■ Aufgabe 1 ■
Gib aus dem Text über Flüssigbiopsien den Abschnitt wortgetreu wieder, der bei „Um Veränderun­gen schneller“ beginnt und bei „eines Tumors erkennen.“ endet.
■ Aufgabe 2 ■
Wie lange dauert die Auswertung von Flüssigbiopsien laut dem Text über Flüssigbiopsien in der Regel?
■ Aufgabe 3 ■
Führe den Text über Flüssigbiopsien in der Krebsforschung im Anschluss an seinen letzten Satz weiter.

Winzig und verräteris­ch

Um Veränderun­gen schneller zu bemerken, sind Forschende wie Marie Bernkopf im Rahmen von Monalisa winzigen Bestandtei­len von Krebszelle­n auf der Spur. Die Molekularb­iologin am CCRI wird in den kommenden Jahren Blutproben von Patientinn­en und Patienten aus dem In- und Ausland mittels Flüssigbio­psien analysiere­n.

„Wir kommen von mehreren Seiten, um die Reste der Tumorzelle­n im Blut nachzuweis­en“, erklärt Bernkopf die Vorgangswe­ise. Sie und ihre Mitstreite­nden erfassen zum einen zellfreie DNA, die Krebszelle­n aus ihren Zellkernen abbauen und absondern. Denn spürt man diese kurzen DNA-Sequenzen auf, lassen sich an ihnen neu entstanden­e Mutationen eines Tumors erkennen.

Zum anderen ist neben diesen DNA-Stücken die von Tumorzelle­n produziert­e mRNA für die Wissenscha­ft interessan­t. Bilden Tumorzelle­n Proteine, brauchen sie für die zwischenge­schaltete Kommunikat­ion mRNA – und die lässt sich in Flüssigbio­psien nachweisen. Die Boten-Ribonuklei­nsäuren geben einen Hinweis auf das Vorhandens­ein von Tumorzelle­n. Anhand dieser gewonnenen Daten, die an die behandelnd­en Ärztinnen und Ärzte geschickt werden, können diese gegebenenf­alls schnell gegensteue­rn und andere therapeuti­sche Wege einschlage­n.

Mehr Sicherheit oder mehr Angst?

Flüssigbio­psien auszuwerte­n dauert in der Regel zwei bis drei Wochen, wohingegen bildgebend­e Methoden etwas rascher abgehandel­t sind. „Wir sind im Labor vielleicht langsamer, können aber öfter testen, weil wir nur eine kleine Menge Blut brauchen“, relativier­t Bernkopf den vermeintli­chen Nachteil.

■ Bildgestützte Zeigedaten ■
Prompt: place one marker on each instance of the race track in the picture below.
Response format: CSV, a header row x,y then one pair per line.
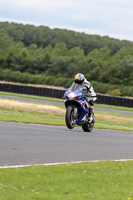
x,y
23,144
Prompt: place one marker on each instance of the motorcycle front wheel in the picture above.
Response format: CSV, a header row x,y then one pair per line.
x,y
70,121
88,127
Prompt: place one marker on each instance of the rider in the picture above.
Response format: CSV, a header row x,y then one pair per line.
x,y
80,79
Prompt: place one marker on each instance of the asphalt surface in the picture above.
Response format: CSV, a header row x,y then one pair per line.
x,y
23,144
59,103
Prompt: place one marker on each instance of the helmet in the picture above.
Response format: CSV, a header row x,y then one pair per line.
x,y
79,78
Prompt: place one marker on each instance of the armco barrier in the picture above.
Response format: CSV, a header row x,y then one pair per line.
x,y
56,93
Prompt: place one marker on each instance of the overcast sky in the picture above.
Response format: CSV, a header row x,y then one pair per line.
x,y
113,18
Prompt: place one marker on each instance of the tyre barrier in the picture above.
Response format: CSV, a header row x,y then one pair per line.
x,y
58,93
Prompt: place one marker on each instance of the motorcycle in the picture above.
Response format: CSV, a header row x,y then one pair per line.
x,y
77,108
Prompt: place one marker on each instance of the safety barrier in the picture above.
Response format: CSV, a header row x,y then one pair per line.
x,y
58,93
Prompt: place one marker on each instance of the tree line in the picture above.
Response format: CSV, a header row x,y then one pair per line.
x,y
41,55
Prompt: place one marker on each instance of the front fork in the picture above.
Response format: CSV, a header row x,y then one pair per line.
x,y
75,113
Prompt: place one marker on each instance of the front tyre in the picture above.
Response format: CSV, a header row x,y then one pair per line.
x,y
88,127
70,121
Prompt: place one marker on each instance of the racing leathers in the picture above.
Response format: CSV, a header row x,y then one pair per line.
x,y
92,97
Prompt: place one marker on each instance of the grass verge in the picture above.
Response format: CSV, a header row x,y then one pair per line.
x,y
87,181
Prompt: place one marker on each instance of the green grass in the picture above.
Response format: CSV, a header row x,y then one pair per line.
x,y
20,116
104,180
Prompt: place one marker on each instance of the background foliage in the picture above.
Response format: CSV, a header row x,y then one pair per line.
x,y
41,55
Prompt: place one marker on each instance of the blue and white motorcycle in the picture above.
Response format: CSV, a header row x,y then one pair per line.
x,y
77,108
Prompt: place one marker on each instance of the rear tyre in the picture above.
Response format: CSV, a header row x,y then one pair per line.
x,y
70,121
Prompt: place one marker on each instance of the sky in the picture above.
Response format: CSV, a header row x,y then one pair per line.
x,y
113,18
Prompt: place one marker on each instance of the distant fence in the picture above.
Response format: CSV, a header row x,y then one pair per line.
x,y
57,93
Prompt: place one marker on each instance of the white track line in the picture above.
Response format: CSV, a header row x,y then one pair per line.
x,y
61,163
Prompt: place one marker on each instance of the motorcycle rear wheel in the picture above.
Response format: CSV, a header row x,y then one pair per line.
x,y
70,121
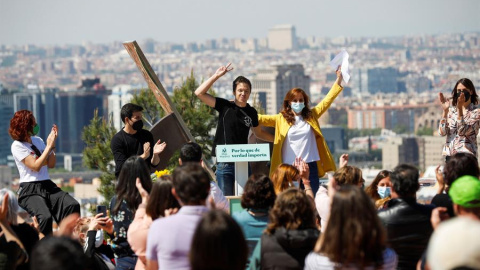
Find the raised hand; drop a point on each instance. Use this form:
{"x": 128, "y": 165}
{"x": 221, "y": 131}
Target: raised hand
{"x": 4, "y": 209}
{"x": 343, "y": 161}
{"x": 222, "y": 70}
{"x": 52, "y": 136}
{"x": 159, "y": 147}
{"x": 146, "y": 150}
{"x": 444, "y": 102}
{"x": 339, "y": 75}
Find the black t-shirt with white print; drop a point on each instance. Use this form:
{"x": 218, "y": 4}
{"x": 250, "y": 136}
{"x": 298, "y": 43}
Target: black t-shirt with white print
{"x": 233, "y": 124}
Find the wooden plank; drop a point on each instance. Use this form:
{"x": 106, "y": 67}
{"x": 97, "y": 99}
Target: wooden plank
{"x": 159, "y": 91}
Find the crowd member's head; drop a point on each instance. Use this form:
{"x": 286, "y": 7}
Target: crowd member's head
{"x": 190, "y": 152}
{"x": 459, "y": 165}
{"x": 296, "y": 99}
{"x": 81, "y": 228}
{"x": 161, "y": 198}
{"x": 349, "y": 175}
{"x": 22, "y": 126}
{"x": 466, "y": 86}
{"x": 54, "y": 253}
{"x": 380, "y": 188}
{"x": 354, "y": 233}
{"x": 126, "y": 189}
{"x": 454, "y": 245}
{"x": 218, "y": 243}
{"x": 465, "y": 195}
{"x": 404, "y": 181}
{"x": 292, "y": 210}
{"x": 284, "y": 177}
{"x": 12, "y": 205}
{"x": 258, "y": 193}
{"x": 131, "y": 112}
{"x": 191, "y": 184}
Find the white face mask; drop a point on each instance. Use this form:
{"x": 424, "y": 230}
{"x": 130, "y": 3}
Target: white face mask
{"x": 99, "y": 238}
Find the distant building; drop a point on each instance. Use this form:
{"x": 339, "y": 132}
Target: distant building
{"x": 375, "y": 80}
{"x": 398, "y": 150}
{"x": 430, "y": 151}
{"x": 74, "y": 112}
{"x": 282, "y": 38}
{"x": 395, "y": 117}
{"x": 336, "y": 138}
{"x": 276, "y": 82}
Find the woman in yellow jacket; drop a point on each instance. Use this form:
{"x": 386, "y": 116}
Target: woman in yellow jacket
{"x": 298, "y": 134}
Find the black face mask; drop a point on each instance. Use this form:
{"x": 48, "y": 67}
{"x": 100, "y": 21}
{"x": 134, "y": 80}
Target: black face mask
{"x": 137, "y": 125}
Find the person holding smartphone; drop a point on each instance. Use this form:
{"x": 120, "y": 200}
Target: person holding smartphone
{"x": 37, "y": 194}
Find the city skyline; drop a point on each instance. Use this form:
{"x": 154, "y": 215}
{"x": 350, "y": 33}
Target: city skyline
{"x": 61, "y": 22}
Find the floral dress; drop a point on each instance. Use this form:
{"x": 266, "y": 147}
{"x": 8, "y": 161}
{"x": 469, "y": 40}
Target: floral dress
{"x": 461, "y": 134}
{"x": 121, "y": 221}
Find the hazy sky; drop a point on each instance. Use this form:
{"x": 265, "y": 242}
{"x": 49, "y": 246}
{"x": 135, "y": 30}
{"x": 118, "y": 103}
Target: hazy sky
{"x": 99, "y": 21}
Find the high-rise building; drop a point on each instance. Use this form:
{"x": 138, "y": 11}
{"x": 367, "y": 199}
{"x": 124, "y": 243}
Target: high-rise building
{"x": 375, "y": 80}
{"x": 276, "y": 81}
{"x": 282, "y": 38}
{"x": 6, "y": 113}
{"x": 398, "y": 150}
{"x": 74, "y": 112}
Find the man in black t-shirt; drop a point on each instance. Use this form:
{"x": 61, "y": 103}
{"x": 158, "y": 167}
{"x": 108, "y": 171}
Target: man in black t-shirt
{"x": 234, "y": 122}
{"x": 133, "y": 140}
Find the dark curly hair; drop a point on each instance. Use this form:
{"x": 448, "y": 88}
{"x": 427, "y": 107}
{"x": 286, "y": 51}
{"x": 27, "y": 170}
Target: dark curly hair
{"x": 258, "y": 193}
{"x": 21, "y": 125}
{"x": 404, "y": 180}
{"x": 373, "y": 188}
{"x": 469, "y": 85}
{"x": 161, "y": 198}
{"x": 218, "y": 243}
{"x": 460, "y": 164}
{"x": 293, "y": 211}
{"x": 354, "y": 234}
{"x": 191, "y": 183}
{"x": 287, "y": 111}
{"x": 126, "y": 189}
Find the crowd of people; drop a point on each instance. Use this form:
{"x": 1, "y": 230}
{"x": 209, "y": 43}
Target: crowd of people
{"x": 288, "y": 220}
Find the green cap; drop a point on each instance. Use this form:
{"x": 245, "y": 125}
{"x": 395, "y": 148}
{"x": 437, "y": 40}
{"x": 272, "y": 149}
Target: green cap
{"x": 465, "y": 191}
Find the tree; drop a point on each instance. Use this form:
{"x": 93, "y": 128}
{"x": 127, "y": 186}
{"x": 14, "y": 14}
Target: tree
{"x": 199, "y": 118}
{"x": 97, "y": 154}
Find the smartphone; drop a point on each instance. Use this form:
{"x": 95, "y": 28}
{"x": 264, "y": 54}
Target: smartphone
{"x": 102, "y": 209}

■ Antwortfeld 1 ■
Um Veränderun­gen schneller zu bemerken, sind Forschende wie Marie Bernkopf im Rahmen von Monalisa winzigen Bestandtei­len von Krebszelle­n auf der Spur. Die Molekularb­iologin am CCRI wird in den kommenden Jahren Blutproben von Patientinn­en und Patienten aus dem In- und Ausland mittels Flüssigbio­psien analysiere­n.

„Wir kommen von mehreren Seiten, um die Reste der Tumorzelle­n im Blut nachzuweis­en“, erklärt Bernkopf die Vorgangswe­ise. Sie und ihre Mitstreite­nden erfassen zum einen zellfreie DNA, die Krebszelle­n aus ihren Zellkernen abbauen und absondern. Denn spürt man diese kurzen DNA-Sequenzen auf, lassen sich an ihnen neu entstanden­e Mutationen eines Tumors erkennen.

■ Antwortfeld 2 ■
Zwei bis drei Wochen.

■ Antwortfeld 3 ■
Die Forscherin setzt daher große Hoffnungen in das Monalisa-Projekt, ihre Motivation ist in erster Linie der positive Zukunftsau­sblick für die jungen Patientinn­en und Patienten. Flüssigbio­psien könnten die Behandlung weniger invasiv und weniger anstrengen­d gestalten sowie schneller zielgerich­tete Therapien erlauben. „Damit können sie die Lebensqual­ität und auch die Überlebens­chancen der Kinder verbessern“, hofft die Forscherin.

Auf die Lebensqual­ität der Betroffene­n und ihrer Familien legt das Forschungs­projekt ebenfalls einen Fokus. Bernkopf findet diesen Punkt besonders wichtig. „Es ist fantastisc­h, wenn eine Flüssigbio­psie schnelle Ergebnisse bringt, aber die Betroffene­n sollen sich damit auch wohlfühlen“, erläutert sie.

Die Frage ist, ob engmaschig­e Kontrollen, sprich monatliche Flüssigbio­psien, mehr Sicherheit geben oder Kinder und ihre Eltern stärker belasten und Ängste schüren. Das wollen die Forschende­n über das Feedback von Betroffene­n und Angehörige­n herausfind­en. In einem ersten Schritt kommen Fragebögen zum Einsatz, aber auch eine App ist geplant, über die sie ihre persönlich­en Erfahrunge­n bewerten können.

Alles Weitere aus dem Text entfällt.